* PAGE EXTRACT:
--- begin ---
Again, the claim is that there is no merit to claims that one type is smarter than the other. I am stating that it is logical reasonable to believe that if your definition of smartness is observing a manifestation of cognition ( which is what observations of smartness observe ), then it is going to be linked to a specific cognitive makeup ( mbti type ).



Sadist said:


> To base intelligence only on type is akin to basing intelligence on race a far as I'm concerned. Many users on here have said thee is a correlation between higher iq and those with a cognitive preference of perceiving. If this seemed to always be the case I wouldn't be dealing with a jealous intp who is 3 years older than myself irl.


No one implies 1 type will always score higher on intelligence types than another type. They imply that there is a statistical relationship between types, and their scores on IQ tests. This is an average. Obviously the study is falsifiable, but that's irrelevant, because MBTI in itself is not an empirical theory. Like I said earlier:



1yesman9 said:


> The incapacity for the methods used in a survey to effectively show correlation between type and personality doesn’t mean there’s no relationship between type and personality. It just means the methods we have aren’t able to generate a perfectly acceptable statistical representation of that relationship. Jungian Typology in itself is a conceptual and theoretical model, and if an attribute of what we’re defining as intelligence is directly relatable to a cognitive function, then Jungian Typology is related to intelligence.
--- end ---
* INFORMATION PROVIDED:
--- begin ---
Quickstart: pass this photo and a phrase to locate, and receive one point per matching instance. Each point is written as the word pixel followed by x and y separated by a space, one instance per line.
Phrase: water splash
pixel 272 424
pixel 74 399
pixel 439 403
--- end ---
* WRITTEN INSTRUCTION 1:
Rewrite the entry above with "instance" changed to "occurrence", keeping everything else the same.
* WRITTEN INSTRUCTION 2:
Write the next part of the forum discussion on MBTI type and intelligence, starting after its final sentence.

* RIGHT ANSWER 1:
Quickstart: pass this photo and a phrase to locate, and receive one point per matching occurrence. Each point is written as the word pixel followed by x and y separated by a space, one occurrence per line.
Phrase: water splash
pixel 272 424
pixel 74 399
pixel 439 403

* RIGHT ANSWER 2:
1yesman9 said:


> This doesn’t apply to a theoretical ideology like Typology. This is not an empirical mode of thought, what directly constitutes whether or not intelligence is relatable to the 16 types would be whether or not certain cognitive functions highlighted by Jung lead to behavioral manifestations that we associate with our definition of “smartness” or “intelligence”.
> 
> For example, if good usage of the function Ti was theorized to lead to a lessened ability to associate personally with others, or express feeling with others, then it would be reasonable to say: Ti doms are more predispositioned to lack warmth than Fe doms. If one’s definition of smartness is associated with warmth, then Ti doms are predispositioned to be less intelligent than Fe doms.
> 
> ...





Sadist said:


> I also find it strange that it seems to be the intp's on here who are quick to defend the notion that x type is smarter than y.


This thread has also shown plenty of INTPs doing the opposite, and plenty of other types defending it.



Sadist said:


> intelligence clearly is what society defines it as which is why iq tests have questions about golf.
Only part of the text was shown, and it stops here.